### 問題 A
後続のすべてのレコードについて、各行を一字一句変えずにそのまま抜き出してください。

### 本文

いときには、内部組織的なものが優越する、と考える。その変化を起こすと思われる取引の
属性であって代理変数が得られるものを計量し、どのような取引の管理の方法をとっている
か、という質的変数を回帰分析することによって、統計的な検定を行う。
このような取引費用に基づく実証研究は、もともとコースが提唱した取引費用の概念の応
用といえる。そもそも、どのような取引にいかなるガバナンス(取引管理構造)を対応させ
るかで、相対的な効率性の差が生まれる、というのが、取引費用の考え方の基本にあった。
つまり、市場契約で取引を管理することに費用がかかるので、取引は企業内部化されるのだ、
という考え方が、取引費用のもともとの意味だった。ところで、非効率な取引管理構造を採
用した者は長期的に競争を通じて淘汰されていると考えられる。そこで、実地に観察されて
いるガバナンスの類型が、それぞれどのような取引の特徴に対応しているか、質的選択モデ
ルによって統計的に把握すれば、取引費用を変える要素が特定でき、テスト可能ということ
になる17。国・産業など、いろいろな条件によって望ましい契約・組織のあり方は変化する
のは当然と思われるが、それだけでなく、取引を単位として見たとき、ミクロな属性によっ
ても、効率的なガバナンスが変わる、ということの検証になることが、これらの研究の意義
であろう。そして、そのためには、国や産業などのマクロな条件をなるべく一定にする、あ
るいはコントロール変数として加える、ということが望ましい。
Williamson (1985, 1996)は、取引を分析単位としたとき、取引費用を変化させる要素とし
て資産特定性・不確実性などが重要だと指摘した。なぜなら、契約の当初から将来に起こり
うる事象をすべて記述しておくことは不可能だから、ある取引特有に埋没する資産が多いと
き、その資産を持つ当事者は、事後的に取引関係から離脱できないという契約上の危険に直
面するからである。契約上の危険が大きければ大きいほど、単純な一回限りのガバナンスで
はなく、企業内部で見られるような長期的な関係を前提としたガバナンス形態を用いること
が相対的な取引費用削減となる。このことは、自動車や航空機など製造業、電力、サービス
業など様々な産業で実証され、支持されている(Shelanski and Klein 1995)。国際技術取引
の分野でも、特許化技術の不確実性が高いとき、市場を通じた取引費用が高くなり、国際的
な技術取引が企業内部化されて直接投資を伴うものとなる、という実証研究(Davidson and
McFetridge 1984)や、技術の記述が困難なとき、やはり資本関係を伴った技術移転になる、
というような研究(Kogut and Zander 1993)など、研究例はいくつかある。

### 問題 B
取引費用に関する本文のうち、「Williamson (1985, 1996)は、取引を分析単位としたとき、取引費用を変化させる要素とし」から下へ「and Zander 1993)など、研究例はいくつかある。」までの部分をすべて、一字一句変えずに書き写してください。

### レコード一覧
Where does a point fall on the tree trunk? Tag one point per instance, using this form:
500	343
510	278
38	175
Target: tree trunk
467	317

### 解答例 A
Where does a point fall on the tree trunk? Tag one point per instance, using this form:
500	343
510	278
38	175
Target: tree trunk
467	317

### 解答例 B
Williamson (1985, 1996)は、取引を分析単位としたとき、取引費用を変化させる要素とし
て資産特定性・不確実性などが重要だと指摘した。なぜなら、契約の当初から将来に起こり
うる事象をすべて記述しておくことは不可能だから、ある取引特有に埋没する資産が多いと
き、その資産を持つ当事者は、事後的に取引関係から離脱できないという契約上の危険に直
面するからである。契約上の危険が大きければ大きいほど、単純な一回限りのガバナンスで
はなく、企業内部で見られるような長期的な関係を前提としたガバナンス形態を用いること
が相対的な取引費用削減となる。このことは、自動車や航空機など製造業、電力、サービス
業など様々な産業で実証され、支持されている(Shelanski and Klein 1995)。国際技術取引
の分野でも、特許化技術の不確実性が高いとき、市場を通じた取引費用が高くなり、国際的
な技術取引が企業内部化されて直接投資を伴うものとなる、という実証研究(Davidson and
McFetridge 1984)や、技術の記述が困難なとき、やはり資本関係を伴った技術移転になる、
というような研究(Kogut and Zander 1993)など、研究例はいくつかある。